Task instructions: Would it be possible to quote, exactly and in full, the lines from the one with "Question. Identify every instance of the black" through the end of the entries below?

Source data:
★ ★ ★

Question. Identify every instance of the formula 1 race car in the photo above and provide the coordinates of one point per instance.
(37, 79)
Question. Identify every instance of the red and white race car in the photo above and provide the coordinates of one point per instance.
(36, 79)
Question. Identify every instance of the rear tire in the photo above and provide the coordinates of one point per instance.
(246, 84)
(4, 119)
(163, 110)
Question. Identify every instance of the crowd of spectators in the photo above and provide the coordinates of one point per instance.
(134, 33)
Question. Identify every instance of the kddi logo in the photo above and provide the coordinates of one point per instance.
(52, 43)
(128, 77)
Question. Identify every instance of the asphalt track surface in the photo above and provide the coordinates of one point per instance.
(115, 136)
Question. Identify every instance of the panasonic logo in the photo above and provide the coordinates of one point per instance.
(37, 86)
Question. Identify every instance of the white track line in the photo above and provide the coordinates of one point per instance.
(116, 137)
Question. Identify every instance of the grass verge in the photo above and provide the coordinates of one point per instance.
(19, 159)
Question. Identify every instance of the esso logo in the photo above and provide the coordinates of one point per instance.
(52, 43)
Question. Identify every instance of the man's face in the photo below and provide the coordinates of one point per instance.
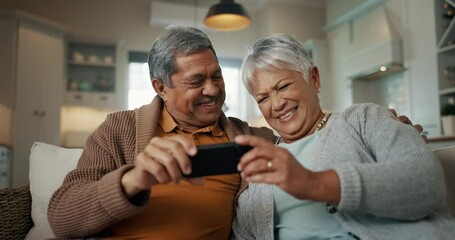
(197, 95)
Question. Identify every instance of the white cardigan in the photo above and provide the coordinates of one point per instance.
(392, 184)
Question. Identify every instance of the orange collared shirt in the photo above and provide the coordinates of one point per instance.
(186, 211)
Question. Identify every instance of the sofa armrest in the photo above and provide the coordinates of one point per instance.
(15, 214)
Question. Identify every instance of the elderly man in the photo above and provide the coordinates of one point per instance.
(127, 182)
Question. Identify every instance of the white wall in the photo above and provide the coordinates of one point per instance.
(127, 22)
(414, 22)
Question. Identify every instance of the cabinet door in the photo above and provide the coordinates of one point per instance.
(39, 92)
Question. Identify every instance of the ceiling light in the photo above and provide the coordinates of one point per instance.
(227, 16)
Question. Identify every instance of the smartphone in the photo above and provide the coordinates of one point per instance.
(216, 159)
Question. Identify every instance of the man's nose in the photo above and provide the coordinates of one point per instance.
(210, 88)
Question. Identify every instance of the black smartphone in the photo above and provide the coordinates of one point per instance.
(216, 159)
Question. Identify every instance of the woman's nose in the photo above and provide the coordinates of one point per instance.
(277, 101)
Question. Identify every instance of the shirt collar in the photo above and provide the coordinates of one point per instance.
(168, 124)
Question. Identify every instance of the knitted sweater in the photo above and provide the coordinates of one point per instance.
(91, 198)
(392, 185)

★ ★ ★

Answer area:
Question. Identify every instance of the black smartphone in the photo above and provide the coordinates of one point per instance.
(216, 159)
Question. Identify every instance of the woman's nose in the photo above and provide the coordinates of one point per instance.
(277, 101)
Question. Identify every instance of the shirt collar in the photo above and provide the coordinates of one point per instance.
(168, 124)
Question. Identify every instance of the knitted sweater in the photo above and provide the coordinates of one point per instance.
(91, 198)
(392, 185)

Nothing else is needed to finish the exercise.